* [YOUR INSTRUCTIONS]:
Return each record exactly as it appears, so that nothing is dropped or altered.

____ EXERCISE MATERIALS

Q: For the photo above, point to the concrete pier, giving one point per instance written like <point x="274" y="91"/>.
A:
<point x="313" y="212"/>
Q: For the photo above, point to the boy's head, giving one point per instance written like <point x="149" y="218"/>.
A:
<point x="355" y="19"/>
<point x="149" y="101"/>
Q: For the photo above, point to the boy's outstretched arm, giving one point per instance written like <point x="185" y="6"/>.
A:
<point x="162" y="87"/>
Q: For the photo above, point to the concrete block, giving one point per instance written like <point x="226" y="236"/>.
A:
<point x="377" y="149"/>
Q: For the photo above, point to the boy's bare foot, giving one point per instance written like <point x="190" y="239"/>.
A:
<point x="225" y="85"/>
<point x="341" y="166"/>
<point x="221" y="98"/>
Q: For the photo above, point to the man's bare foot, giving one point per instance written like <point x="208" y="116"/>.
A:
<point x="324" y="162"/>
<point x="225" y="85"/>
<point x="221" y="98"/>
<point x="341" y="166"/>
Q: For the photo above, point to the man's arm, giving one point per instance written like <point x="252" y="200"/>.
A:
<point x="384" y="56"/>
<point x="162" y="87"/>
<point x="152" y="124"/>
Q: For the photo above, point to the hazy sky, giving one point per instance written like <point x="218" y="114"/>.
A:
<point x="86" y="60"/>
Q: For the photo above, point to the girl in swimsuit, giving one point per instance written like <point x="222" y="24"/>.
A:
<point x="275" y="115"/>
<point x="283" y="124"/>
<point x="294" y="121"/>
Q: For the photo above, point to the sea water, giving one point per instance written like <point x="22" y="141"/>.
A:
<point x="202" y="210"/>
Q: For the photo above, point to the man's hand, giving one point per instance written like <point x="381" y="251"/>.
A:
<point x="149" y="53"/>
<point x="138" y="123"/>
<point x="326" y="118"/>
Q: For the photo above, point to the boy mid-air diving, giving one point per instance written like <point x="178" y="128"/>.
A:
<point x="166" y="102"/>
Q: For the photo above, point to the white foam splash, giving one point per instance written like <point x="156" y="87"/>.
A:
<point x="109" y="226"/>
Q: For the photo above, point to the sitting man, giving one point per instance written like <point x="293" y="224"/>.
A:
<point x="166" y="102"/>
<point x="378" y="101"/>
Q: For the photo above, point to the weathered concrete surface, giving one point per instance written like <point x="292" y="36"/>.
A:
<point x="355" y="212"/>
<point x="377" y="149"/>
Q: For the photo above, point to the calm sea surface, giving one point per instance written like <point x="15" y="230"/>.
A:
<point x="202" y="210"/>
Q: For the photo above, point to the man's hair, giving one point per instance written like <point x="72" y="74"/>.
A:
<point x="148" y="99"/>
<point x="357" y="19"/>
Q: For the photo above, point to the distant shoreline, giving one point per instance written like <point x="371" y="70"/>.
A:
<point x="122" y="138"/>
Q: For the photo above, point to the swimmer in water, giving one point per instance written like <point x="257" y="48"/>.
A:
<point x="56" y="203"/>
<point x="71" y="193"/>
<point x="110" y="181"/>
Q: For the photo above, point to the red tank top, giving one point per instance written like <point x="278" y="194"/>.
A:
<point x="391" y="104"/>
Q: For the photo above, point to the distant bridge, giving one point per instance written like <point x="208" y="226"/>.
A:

________

* [SOLUTION FOR THIS EXERCISE]:
Q: For the photo above, point to the concrete pier, giving one point per instance written like <point x="274" y="91"/>.
A:
<point x="313" y="212"/>
Q: For the photo above, point to the boy's head, giving one point per instance written like <point x="149" y="218"/>.
A:
<point x="355" y="19"/>
<point x="149" y="101"/>
Q: For the photo above, point to the boy's outstretched arm, giving one point per instance written like <point x="185" y="6"/>.
A:
<point x="162" y="87"/>
Q: For the photo above, point to the concrete block, giving one point per instance written like <point x="226" y="236"/>.
A:
<point x="377" y="149"/>
Q: For the photo above, point to the boy's bare foot, giving one point per instance written like <point x="190" y="239"/>.
A:
<point x="225" y="85"/>
<point x="341" y="166"/>
<point x="221" y="98"/>
Q: For the photo above, point to the man's bare foot, giving one point per instance written like <point x="208" y="116"/>.
A:
<point x="324" y="162"/>
<point x="225" y="85"/>
<point x="221" y="98"/>
<point x="341" y="166"/>
Q: For the photo above, point to the man's arm, giving one point per instance written like <point x="252" y="200"/>.
A:
<point x="384" y="56"/>
<point x="162" y="87"/>
<point x="152" y="124"/>
Q: For the photo above, point to the hazy sky, giving one point per instance written like <point x="218" y="114"/>.
A:
<point x="86" y="60"/>
Q: For the photo above, point to the girl in swimsuit, giving one point per instance written like <point x="222" y="24"/>.
A:
<point x="275" y="115"/>
<point x="283" y="124"/>
<point x="294" y="121"/>
Q: For the photo above, point to the sea water, giving one point per instance written like <point x="22" y="141"/>.
A:
<point x="202" y="210"/>
Q: For the photo above, point to the man's hand, giving one point per instance written like <point x="381" y="251"/>.
A:
<point x="149" y="53"/>
<point x="138" y="123"/>
<point x="326" y="118"/>
Q: For the photo above, point to the boy mid-air diving, giving one point per instance written like <point x="178" y="128"/>.
A:
<point x="166" y="102"/>
Q: For the photo above, point to the white foam splash, giving one point per instance written like <point x="156" y="87"/>.
A:
<point x="109" y="226"/>
Q: For the photo above, point to the sitting man, giving one point per instance written like <point x="293" y="224"/>.
A:
<point x="166" y="102"/>
<point x="378" y="101"/>
Q: For the photo above, point to the weathered concrete surface, giving one point per instance written like <point x="292" y="36"/>.
A:
<point x="355" y="212"/>
<point x="377" y="149"/>
Q: For the photo above, point to the calm sea surface, giving one point per instance written like <point x="15" y="230"/>.
A:
<point x="202" y="210"/>
Q: For the photo above, point to the man's hair, giving one point per instance written like <point x="72" y="74"/>.
A:
<point x="148" y="99"/>
<point x="357" y="19"/>
Q: For the photo above, point to the distant shoreline, giving one point per instance written like <point x="371" y="70"/>.
A:
<point x="122" y="138"/>
Q: For the photo above, point to the swimmer in water, giving one point per instance written like <point x="257" y="48"/>.
A:
<point x="56" y="203"/>
<point x="71" y="193"/>
<point x="110" y="181"/>
Q: For the photo above, point to the red tank top, giving one point per instance written like <point x="278" y="194"/>.
A:
<point x="391" y="104"/>
Q: For the photo above, point to the distant bridge, giving one point per instance written like <point x="208" y="226"/>.
A:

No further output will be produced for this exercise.